━━━ Data in this exercise ━━━
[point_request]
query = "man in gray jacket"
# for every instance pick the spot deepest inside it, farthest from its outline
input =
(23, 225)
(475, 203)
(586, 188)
━━━
● Stated task:
Can you copy every line of the items above, character for character?

● Complete response:
[point_request]
query = "man in gray jacket"
# for every instance pick the spot deepest inside it, farthest from its outline
input =
(23, 225)
(475, 203)
(586, 188)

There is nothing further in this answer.